YOUR TASK
Pull out every line with the word "woman" from the entries below.

EXTRACTED INFORMATION

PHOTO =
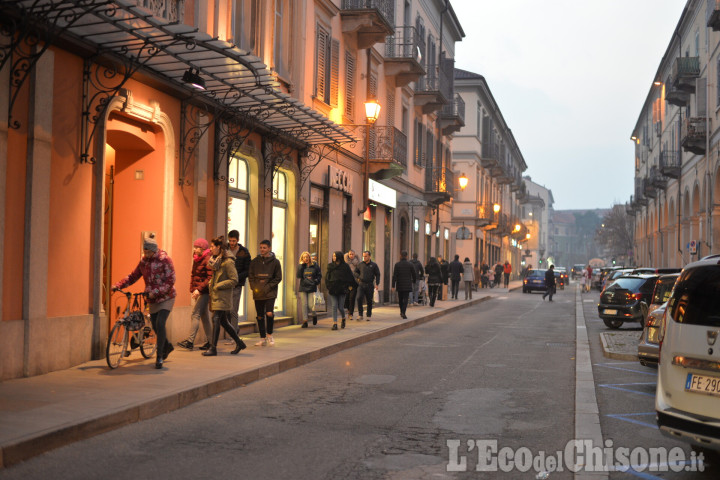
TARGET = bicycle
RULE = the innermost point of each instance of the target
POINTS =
(132, 329)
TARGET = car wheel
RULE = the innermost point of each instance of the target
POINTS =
(612, 323)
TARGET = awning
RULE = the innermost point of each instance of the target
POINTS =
(236, 82)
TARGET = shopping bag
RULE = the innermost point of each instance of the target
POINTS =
(320, 305)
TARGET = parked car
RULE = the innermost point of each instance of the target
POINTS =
(687, 400)
(626, 300)
(535, 280)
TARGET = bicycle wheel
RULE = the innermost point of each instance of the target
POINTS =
(148, 341)
(117, 344)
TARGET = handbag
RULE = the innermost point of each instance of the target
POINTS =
(319, 302)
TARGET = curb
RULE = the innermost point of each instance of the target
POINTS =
(37, 444)
(610, 353)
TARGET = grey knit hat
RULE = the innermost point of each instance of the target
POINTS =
(150, 244)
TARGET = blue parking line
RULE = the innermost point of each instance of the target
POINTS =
(623, 417)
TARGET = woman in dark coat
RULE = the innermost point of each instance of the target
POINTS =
(434, 274)
(339, 281)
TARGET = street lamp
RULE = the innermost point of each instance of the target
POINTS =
(462, 180)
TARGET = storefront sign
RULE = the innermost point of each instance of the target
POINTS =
(339, 179)
(380, 193)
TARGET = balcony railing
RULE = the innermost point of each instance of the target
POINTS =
(712, 14)
(670, 163)
(694, 135)
(685, 71)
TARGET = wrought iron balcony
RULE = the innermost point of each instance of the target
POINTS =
(694, 135)
(670, 163)
(452, 116)
(439, 185)
(685, 71)
(371, 20)
(402, 56)
(712, 14)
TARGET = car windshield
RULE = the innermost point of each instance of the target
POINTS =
(696, 297)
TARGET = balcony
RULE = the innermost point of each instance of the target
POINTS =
(712, 14)
(434, 90)
(371, 20)
(387, 153)
(402, 56)
(439, 185)
(685, 71)
(670, 163)
(452, 116)
(694, 135)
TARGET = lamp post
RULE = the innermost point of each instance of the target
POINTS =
(372, 112)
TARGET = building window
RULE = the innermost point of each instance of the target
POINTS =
(327, 59)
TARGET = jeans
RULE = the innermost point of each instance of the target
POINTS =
(336, 303)
(434, 289)
(264, 309)
(158, 321)
(237, 293)
(454, 288)
(365, 292)
(402, 300)
(200, 313)
(306, 300)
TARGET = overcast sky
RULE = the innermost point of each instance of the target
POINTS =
(570, 78)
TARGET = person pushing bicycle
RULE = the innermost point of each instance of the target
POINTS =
(157, 270)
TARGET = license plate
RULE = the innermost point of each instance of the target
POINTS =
(702, 384)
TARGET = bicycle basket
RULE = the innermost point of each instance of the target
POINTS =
(135, 321)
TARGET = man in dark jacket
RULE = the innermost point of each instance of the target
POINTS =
(420, 275)
(242, 263)
(403, 277)
(549, 282)
(265, 274)
(444, 272)
(367, 274)
(455, 271)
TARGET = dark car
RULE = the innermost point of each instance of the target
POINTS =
(535, 280)
(627, 300)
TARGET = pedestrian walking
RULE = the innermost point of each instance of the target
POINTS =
(445, 272)
(434, 279)
(468, 277)
(498, 274)
(221, 287)
(455, 269)
(367, 274)
(549, 282)
(353, 261)
(265, 274)
(241, 256)
(403, 277)
(200, 275)
(309, 276)
(339, 280)
(158, 272)
(507, 270)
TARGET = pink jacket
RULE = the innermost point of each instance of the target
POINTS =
(158, 273)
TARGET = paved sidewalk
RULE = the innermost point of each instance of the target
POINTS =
(48, 411)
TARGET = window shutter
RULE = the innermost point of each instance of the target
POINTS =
(334, 72)
(349, 84)
(320, 62)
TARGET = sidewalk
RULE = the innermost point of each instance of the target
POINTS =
(41, 413)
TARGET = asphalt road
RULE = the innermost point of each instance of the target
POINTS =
(410, 406)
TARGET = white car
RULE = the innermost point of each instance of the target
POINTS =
(687, 401)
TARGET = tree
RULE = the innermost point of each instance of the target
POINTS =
(616, 234)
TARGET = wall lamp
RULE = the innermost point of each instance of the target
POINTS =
(193, 78)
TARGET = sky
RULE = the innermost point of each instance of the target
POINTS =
(570, 78)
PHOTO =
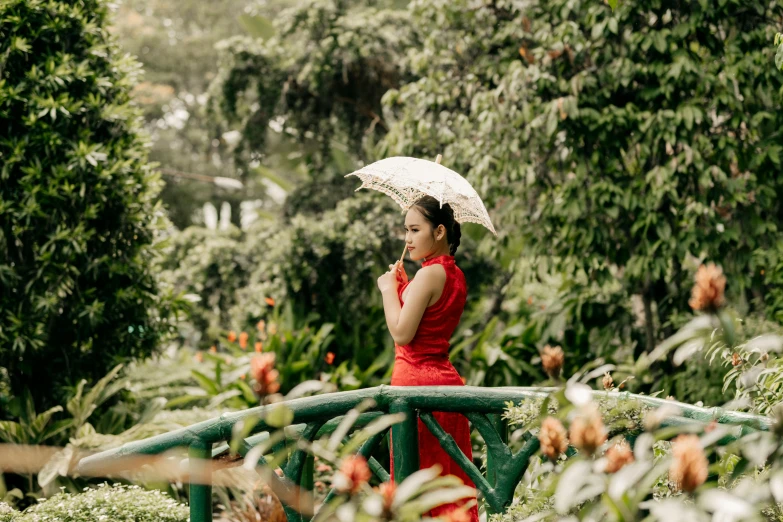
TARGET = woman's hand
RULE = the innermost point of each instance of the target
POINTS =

EXERCISE ANSWER
TARGET = woman in dark coat
TARGET = woman's hand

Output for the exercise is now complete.